**TEXTO CITADO**
------------------------

O evento reuniu filmes, vivências lúdicas, rodas de conversa e oficinas
O evento reuniu filmes, vivências lúdicas, rodas de conversa e oficinas

Por Maria Helena Masquetti * 

Se assistir a um filme humano, criativo e transformador é bom, o que dizer de um banho de cinema com tal qualidade por três dias seguidos? Ao findar a 2ª mostra internacional da Ciranda de Filmes no dia 24 de maio, voltei com a sensação de ter estado numa outra dimensão, porém muito familiar. A Ciranda estreou com o longa-metragem Território do Brincar, de Renata Meirelles e David Reeks, e, a partir daí, foi uma folia impagável sair de uma sala e entrar em outra sempre com a mesma sensação de perda na hora de optar por este ou aquele, entre os mais de 50 filmes de várias partes do mundo.

------------------------

**DADOS FORNECIDOS**
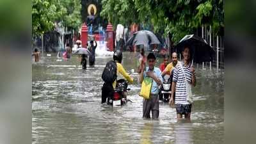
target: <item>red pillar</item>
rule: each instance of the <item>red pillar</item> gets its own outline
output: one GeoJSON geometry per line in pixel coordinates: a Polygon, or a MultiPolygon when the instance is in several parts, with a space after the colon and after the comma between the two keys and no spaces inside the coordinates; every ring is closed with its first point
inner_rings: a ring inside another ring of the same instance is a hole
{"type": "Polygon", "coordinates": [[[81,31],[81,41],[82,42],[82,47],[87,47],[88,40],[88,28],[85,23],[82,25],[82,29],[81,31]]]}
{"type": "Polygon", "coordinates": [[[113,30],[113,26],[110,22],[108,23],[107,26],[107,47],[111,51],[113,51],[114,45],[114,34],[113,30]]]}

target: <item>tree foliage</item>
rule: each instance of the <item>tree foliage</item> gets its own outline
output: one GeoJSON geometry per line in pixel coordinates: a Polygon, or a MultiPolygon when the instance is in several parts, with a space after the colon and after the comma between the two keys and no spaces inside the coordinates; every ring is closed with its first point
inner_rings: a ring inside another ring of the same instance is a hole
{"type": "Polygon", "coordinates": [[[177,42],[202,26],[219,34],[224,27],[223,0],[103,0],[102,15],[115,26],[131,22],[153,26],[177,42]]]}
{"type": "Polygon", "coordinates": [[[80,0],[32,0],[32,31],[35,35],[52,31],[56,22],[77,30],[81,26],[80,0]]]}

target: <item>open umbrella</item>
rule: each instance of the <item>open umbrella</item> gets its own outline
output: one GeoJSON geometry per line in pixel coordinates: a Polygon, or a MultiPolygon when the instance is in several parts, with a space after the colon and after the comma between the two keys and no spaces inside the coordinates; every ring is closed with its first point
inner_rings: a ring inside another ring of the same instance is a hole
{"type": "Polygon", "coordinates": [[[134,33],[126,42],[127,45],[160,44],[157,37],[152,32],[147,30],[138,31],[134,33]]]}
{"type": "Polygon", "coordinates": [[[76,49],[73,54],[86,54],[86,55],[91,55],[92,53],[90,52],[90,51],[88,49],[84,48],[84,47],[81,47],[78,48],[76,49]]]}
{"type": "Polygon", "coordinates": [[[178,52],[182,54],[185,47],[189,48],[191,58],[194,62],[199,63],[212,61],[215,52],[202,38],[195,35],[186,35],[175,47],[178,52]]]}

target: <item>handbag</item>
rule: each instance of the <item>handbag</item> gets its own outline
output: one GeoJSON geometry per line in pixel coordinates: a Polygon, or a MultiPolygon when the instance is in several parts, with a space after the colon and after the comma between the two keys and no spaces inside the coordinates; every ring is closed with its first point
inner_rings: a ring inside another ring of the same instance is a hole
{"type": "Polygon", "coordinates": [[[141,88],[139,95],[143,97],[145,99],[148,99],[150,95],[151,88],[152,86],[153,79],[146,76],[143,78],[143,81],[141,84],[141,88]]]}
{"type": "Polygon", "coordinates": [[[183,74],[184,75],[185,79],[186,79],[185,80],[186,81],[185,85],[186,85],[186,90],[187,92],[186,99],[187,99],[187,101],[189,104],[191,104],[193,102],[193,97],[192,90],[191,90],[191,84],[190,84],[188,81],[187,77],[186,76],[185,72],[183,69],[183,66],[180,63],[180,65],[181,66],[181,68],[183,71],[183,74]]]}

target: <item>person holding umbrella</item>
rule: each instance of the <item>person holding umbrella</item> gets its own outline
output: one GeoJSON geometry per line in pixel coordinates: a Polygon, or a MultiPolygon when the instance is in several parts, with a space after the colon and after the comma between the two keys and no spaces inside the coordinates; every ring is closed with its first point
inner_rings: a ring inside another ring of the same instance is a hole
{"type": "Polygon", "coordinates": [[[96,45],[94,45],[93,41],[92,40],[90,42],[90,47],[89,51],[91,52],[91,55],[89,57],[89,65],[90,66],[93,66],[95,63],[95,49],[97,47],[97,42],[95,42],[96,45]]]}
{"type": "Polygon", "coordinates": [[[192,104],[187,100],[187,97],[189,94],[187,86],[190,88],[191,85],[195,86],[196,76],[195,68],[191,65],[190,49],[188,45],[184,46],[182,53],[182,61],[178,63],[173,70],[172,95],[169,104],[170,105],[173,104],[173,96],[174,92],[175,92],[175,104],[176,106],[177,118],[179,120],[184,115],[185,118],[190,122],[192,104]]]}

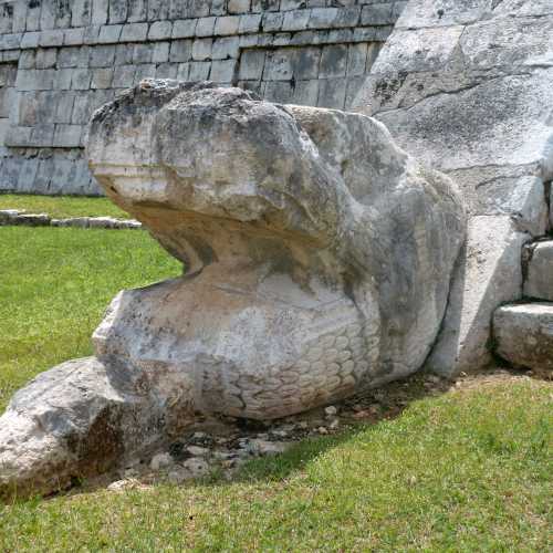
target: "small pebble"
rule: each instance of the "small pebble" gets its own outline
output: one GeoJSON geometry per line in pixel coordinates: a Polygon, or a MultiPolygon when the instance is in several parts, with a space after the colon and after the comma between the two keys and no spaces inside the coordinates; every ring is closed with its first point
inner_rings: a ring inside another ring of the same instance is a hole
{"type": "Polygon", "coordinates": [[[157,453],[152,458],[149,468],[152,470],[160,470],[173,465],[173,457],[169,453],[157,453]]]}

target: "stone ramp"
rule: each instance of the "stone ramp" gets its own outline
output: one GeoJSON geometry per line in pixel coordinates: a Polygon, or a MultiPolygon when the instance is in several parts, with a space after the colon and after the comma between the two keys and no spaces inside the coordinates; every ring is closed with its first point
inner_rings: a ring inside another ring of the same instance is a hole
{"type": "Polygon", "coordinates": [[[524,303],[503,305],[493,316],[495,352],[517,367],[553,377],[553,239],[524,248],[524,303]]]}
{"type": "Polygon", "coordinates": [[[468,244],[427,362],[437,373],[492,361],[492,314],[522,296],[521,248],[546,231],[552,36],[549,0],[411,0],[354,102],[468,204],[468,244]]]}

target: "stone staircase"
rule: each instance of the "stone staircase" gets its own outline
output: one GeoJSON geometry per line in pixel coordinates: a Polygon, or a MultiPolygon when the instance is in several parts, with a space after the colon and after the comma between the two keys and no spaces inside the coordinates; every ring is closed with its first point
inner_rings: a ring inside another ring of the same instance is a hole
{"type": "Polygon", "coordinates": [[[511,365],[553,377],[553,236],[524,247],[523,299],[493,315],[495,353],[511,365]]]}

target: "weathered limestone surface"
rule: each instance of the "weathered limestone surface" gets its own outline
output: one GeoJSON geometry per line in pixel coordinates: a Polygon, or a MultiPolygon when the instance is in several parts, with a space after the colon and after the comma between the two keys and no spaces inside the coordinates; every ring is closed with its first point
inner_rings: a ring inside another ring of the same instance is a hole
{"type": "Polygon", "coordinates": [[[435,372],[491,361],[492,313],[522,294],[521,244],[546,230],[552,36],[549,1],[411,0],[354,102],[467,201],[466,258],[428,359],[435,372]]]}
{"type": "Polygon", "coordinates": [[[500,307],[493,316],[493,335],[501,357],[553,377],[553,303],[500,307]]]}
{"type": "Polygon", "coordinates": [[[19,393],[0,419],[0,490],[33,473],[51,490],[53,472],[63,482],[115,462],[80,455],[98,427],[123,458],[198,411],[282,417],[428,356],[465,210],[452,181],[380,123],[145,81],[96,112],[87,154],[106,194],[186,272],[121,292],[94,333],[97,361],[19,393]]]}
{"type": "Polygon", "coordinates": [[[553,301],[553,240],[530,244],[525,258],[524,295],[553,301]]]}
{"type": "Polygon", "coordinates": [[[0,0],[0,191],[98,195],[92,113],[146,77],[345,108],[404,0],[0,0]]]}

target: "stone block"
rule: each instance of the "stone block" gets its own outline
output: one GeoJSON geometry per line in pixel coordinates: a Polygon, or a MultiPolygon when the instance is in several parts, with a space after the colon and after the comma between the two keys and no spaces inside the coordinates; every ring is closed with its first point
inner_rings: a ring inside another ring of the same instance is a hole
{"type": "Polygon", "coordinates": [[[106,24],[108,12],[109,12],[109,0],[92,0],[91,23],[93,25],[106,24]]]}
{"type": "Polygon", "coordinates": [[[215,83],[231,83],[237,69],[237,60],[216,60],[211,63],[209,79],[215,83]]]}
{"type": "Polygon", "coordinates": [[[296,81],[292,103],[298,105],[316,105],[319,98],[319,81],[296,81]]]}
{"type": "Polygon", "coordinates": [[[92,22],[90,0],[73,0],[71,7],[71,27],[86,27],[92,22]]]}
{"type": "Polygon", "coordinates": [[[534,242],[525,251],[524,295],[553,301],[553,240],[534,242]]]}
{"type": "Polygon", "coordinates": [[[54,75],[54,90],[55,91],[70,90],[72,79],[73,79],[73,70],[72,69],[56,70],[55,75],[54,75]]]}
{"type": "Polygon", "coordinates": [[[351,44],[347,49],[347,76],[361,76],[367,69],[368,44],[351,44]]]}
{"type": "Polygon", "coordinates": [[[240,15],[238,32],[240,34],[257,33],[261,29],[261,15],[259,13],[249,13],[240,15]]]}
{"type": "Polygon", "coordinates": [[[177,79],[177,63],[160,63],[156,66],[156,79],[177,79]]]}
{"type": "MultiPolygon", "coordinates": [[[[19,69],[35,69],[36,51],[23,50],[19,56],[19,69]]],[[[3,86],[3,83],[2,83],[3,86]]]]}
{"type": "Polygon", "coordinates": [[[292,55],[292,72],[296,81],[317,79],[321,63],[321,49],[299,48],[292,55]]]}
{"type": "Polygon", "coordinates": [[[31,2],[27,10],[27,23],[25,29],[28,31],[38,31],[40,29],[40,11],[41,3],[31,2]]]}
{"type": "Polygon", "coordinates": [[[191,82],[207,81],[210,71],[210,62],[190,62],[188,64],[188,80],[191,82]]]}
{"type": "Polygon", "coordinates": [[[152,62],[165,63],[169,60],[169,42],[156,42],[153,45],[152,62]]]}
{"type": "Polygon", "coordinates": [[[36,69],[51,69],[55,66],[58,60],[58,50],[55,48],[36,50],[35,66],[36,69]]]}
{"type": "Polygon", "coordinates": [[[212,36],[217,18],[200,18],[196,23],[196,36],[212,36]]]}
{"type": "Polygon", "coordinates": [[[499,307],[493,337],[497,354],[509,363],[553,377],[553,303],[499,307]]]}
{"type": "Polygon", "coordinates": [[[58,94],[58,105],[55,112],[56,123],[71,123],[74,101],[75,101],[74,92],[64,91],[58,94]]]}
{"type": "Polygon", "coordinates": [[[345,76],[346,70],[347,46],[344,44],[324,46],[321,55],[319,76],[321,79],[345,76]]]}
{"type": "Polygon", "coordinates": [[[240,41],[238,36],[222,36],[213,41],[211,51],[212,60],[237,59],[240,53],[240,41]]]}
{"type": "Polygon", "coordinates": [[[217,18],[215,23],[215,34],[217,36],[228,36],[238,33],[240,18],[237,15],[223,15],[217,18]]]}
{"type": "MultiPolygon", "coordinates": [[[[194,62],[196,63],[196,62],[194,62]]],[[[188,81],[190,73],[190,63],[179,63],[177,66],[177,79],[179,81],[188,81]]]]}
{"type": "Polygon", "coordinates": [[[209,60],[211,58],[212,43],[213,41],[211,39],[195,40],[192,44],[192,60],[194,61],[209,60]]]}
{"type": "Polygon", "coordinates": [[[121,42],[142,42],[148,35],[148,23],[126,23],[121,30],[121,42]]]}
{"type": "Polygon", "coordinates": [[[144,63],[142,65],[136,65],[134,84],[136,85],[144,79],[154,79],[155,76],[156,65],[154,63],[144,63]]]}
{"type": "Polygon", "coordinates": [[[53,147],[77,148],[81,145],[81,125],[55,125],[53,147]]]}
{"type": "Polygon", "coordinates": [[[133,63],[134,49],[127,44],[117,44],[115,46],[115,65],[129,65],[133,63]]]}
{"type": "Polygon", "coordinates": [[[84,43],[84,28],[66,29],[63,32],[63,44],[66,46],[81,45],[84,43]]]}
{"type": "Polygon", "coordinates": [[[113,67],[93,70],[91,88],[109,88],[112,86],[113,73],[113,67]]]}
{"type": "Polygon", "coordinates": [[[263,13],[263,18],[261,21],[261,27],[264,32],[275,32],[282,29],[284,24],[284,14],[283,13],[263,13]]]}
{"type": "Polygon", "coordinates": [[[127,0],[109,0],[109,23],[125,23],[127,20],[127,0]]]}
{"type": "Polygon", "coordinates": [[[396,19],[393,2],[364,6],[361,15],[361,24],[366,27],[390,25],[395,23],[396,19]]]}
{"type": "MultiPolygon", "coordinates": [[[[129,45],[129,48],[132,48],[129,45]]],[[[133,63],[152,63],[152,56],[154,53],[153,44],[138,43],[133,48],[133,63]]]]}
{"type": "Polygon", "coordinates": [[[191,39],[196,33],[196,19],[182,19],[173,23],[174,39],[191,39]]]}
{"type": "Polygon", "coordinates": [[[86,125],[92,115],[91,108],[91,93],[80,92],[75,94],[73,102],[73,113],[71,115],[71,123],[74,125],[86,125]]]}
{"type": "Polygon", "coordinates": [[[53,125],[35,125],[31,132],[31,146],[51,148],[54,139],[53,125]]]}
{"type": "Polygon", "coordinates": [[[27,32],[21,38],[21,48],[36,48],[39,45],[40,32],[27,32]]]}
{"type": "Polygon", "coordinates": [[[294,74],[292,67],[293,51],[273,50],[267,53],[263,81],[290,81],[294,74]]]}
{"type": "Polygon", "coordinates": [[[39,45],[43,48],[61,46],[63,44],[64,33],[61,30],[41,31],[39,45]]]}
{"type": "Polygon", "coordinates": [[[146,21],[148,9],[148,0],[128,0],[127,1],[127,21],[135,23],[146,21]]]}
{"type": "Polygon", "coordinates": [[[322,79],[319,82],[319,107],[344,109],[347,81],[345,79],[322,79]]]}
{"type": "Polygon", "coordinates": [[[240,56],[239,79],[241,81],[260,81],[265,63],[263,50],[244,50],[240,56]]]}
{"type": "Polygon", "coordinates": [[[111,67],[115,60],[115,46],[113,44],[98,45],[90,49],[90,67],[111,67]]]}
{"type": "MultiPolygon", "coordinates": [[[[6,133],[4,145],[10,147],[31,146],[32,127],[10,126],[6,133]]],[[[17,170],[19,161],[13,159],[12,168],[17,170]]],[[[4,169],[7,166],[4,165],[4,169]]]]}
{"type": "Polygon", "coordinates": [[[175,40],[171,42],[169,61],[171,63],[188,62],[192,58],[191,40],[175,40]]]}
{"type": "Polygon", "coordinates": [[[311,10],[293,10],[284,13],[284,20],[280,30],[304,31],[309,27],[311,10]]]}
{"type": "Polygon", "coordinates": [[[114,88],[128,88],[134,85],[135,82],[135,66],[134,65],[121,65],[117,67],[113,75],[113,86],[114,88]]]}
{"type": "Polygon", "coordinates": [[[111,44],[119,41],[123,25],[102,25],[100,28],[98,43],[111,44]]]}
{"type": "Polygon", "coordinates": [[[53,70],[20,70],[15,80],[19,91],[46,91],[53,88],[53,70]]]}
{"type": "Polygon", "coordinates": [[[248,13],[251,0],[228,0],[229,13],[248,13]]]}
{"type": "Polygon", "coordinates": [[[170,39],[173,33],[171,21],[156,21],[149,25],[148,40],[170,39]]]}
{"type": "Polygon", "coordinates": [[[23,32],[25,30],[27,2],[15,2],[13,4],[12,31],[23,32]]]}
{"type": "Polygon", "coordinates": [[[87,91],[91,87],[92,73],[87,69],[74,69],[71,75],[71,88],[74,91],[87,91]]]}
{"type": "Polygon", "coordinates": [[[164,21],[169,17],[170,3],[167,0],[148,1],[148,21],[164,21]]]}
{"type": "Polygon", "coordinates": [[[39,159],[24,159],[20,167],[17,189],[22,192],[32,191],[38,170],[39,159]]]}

------------------------

**TAREFAS**
(1) Reescreva o trecho do texto sobre a Ciranda de Filmes de "Por Maria Helena" até "partes do mundo.", inclusive, substituindo "longa-metragem" por "filme".
(2) Que atividades o evento reuniu, segundo o texto sobre a Ciranda de Filmes? Liste todas.
(3) Resuma em duas frases o texto sobre a Ciranda de Filmes.

**RESPOSTAS POR TAREFA**
(1)
Por Maria Helena Masquetti * 

Se assistir a um filme humano, criativo e transformador é bom, o que dizer de um banho de cinema com tal qualidade por três dias seguidos? Ao findar a 2ª mostra internacional da Ciranda de Filmes no dia 24 de maio, voltei com a sensação de ter estado numa outra dimensão, porém muito familiar. A Ciranda estreou com o filme Território do Brincar, de Renata Meirelles e David Reeks, e, a partir daí, foi uma folia impagável sair de uma sala e entrar em outra sempre com a mesma sensação de perda na hora de optar por este ou aquele, entre os mais de 50 filmes de várias partes do mundo.

(2)
- filmes
- vivências lúdicas
- rodas de conversa
- oficinas

(3) A 2ª mostra internacional da Ciranda de Filmes terminou em 24 de maio, depois de três dias seguidos de cinema, e reuniu filmes, vivências lúdicas, rodas de conversa e oficinas. A mostra estreou com o longa-metragem Território do Brincar, de Renata Meirelles e David Reeks, e exibiu mais de 50 filmes de várias partes do mundo.